Coordinate labeling data »
------------------------------------------------------------

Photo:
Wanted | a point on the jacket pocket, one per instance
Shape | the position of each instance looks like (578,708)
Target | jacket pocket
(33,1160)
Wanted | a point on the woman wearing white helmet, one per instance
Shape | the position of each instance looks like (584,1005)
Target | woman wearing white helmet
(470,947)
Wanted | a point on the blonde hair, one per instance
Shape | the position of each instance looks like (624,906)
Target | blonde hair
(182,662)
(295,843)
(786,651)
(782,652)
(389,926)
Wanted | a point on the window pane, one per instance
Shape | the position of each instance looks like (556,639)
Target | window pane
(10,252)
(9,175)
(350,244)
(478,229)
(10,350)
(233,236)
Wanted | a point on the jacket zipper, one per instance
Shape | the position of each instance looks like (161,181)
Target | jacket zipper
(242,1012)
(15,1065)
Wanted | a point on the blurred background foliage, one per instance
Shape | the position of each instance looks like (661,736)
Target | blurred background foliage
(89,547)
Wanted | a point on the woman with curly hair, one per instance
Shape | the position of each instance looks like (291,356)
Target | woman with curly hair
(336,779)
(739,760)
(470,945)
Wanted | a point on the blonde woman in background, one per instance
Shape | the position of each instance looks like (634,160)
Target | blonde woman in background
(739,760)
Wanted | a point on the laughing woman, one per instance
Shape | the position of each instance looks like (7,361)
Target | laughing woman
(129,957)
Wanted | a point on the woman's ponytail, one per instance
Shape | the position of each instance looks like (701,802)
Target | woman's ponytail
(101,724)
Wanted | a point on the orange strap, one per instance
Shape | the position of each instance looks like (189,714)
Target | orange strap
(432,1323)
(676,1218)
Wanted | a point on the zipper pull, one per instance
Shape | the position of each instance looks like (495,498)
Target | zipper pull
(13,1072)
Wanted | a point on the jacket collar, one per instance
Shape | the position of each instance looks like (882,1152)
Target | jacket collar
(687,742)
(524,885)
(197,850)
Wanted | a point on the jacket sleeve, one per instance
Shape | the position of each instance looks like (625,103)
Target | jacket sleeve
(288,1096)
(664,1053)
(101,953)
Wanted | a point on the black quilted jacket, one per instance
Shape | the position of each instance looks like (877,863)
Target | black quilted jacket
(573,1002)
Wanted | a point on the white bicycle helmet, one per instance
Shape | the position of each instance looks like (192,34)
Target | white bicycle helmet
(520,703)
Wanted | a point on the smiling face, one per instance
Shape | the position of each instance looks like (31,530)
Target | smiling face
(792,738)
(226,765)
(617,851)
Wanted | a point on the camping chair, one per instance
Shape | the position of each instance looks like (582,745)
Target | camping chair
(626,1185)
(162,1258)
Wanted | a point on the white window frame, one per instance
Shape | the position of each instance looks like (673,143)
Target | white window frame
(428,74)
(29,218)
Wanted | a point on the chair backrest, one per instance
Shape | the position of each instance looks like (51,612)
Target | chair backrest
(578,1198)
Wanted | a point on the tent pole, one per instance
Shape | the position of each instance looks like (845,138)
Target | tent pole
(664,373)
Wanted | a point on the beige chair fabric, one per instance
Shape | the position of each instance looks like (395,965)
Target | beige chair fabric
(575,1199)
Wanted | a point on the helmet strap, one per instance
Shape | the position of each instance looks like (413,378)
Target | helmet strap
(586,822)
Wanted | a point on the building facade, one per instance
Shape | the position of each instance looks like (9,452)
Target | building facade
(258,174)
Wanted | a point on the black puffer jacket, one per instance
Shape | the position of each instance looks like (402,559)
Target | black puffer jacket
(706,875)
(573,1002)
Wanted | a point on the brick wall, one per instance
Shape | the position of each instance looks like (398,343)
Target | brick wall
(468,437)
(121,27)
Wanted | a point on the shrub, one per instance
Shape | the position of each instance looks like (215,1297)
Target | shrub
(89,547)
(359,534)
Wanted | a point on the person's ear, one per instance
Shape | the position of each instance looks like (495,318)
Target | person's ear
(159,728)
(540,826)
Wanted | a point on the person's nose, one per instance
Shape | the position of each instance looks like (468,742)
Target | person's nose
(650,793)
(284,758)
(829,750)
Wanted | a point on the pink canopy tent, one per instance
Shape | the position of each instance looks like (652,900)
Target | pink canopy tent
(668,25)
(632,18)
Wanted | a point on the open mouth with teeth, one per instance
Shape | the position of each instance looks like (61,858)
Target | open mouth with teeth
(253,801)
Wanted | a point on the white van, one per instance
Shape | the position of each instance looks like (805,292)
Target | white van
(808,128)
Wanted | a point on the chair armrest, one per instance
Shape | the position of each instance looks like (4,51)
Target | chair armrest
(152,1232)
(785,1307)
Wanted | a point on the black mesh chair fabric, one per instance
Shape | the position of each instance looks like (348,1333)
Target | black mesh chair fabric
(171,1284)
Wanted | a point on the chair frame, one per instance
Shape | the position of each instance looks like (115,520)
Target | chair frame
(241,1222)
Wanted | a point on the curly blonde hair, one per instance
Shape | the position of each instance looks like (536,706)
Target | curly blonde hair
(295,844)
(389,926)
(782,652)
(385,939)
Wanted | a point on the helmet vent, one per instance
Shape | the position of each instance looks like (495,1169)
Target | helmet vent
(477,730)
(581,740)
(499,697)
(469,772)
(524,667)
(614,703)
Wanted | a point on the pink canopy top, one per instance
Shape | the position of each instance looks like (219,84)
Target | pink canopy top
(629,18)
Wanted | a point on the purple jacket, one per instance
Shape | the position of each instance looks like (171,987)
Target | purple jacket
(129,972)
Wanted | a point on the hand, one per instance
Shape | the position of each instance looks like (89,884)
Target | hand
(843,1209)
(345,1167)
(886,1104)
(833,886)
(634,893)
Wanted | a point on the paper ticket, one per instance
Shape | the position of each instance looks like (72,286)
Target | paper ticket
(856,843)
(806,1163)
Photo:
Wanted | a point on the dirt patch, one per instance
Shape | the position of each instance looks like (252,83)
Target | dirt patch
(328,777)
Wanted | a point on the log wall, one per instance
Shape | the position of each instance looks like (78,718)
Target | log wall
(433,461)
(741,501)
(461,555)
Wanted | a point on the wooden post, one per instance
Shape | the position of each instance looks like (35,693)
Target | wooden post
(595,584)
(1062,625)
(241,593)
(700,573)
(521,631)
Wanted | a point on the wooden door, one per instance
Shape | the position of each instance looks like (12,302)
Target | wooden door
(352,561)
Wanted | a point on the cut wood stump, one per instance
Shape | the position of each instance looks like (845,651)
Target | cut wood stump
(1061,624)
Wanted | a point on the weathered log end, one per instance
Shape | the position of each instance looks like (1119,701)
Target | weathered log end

------------------------------------------------------------

Given request » Each line from the one containing "Wanted | a point on the helmet vent, one" to the end of the records should be echoed exactly, and no other line.

Solved problem »
Wanted | a point on the helmet vent, one per instance
Shape | the position of each instance looks like (495,1169)
Target | helmet vent
(477,730)
(581,740)
(499,697)
(469,772)
(524,667)
(614,703)
Wanted | a point on the pink canopy top, one per instance
Shape | the position of each instance looks like (219,84)
Target | pink canopy top
(629,18)
Wanted | a point on the purple jacket, one per instance
Shape | the position of each instance looks like (171,987)
Target | purple jacket
(129,972)
Wanted | a point on the hand, one per instance
Shape | the position of each instance looks like (89,884)
Target | hand
(843,1209)
(345,1167)
(886,1104)
(833,886)
(634,893)
Wanted | a point on the paper ticket, one per instance
Shape | the position of each instance looks like (72,286)
Target | paper ticket
(856,843)
(806,1163)
Photo:
Wanted | a point on the dirt patch, one per instance
Shape | the position of each instance looks like (252,83)
Target | dirt patch
(328,777)
Wanted | a point on the log wall, one per instance
Shape | the position of each instance looks like (78,718)
Target | log wall
(433,461)
(741,501)
(461,555)
Wanted | a point on the wooden post, one per instance
Shape | the position of each instance looks like (35,693)
Target | wooden post
(595,584)
(1062,625)
(241,593)
(700,573)
(521,631)
Wanted | a point on the wooden door, one per instance
Shape | the position of each instance looks like (12,302)
Target | wooden door
(352,561)
Wanted | a point on the cut wood stump, one per instance
Shape | the position of each instance looks like (845,651)
Target | cut wood stump
(1061,624)
Wanted | a point on the weathered log end, one per instance
Shape | the position of each instance looks like (1119,701)
Target | weathered log end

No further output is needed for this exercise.